-- RECORDS FOR PROCESSING follows --
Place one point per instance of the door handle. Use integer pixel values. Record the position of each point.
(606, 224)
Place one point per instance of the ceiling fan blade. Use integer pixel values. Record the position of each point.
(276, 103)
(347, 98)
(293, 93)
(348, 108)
-- RECORDS FOR PROCESSING concluded --
▶ THE PROBLEM
Return the line that contains "Place one point per instance of the ceiling" along with every line after it through the end of the entries, exactly, adding nothing.

▶ SOLUTION FOR THIS TASK
Place one point per instance of the ceiling fan blade. Use integer pixel values. Record the position of each point.
(276, 103)
(347, 98)
(293, 93)
(348, 108)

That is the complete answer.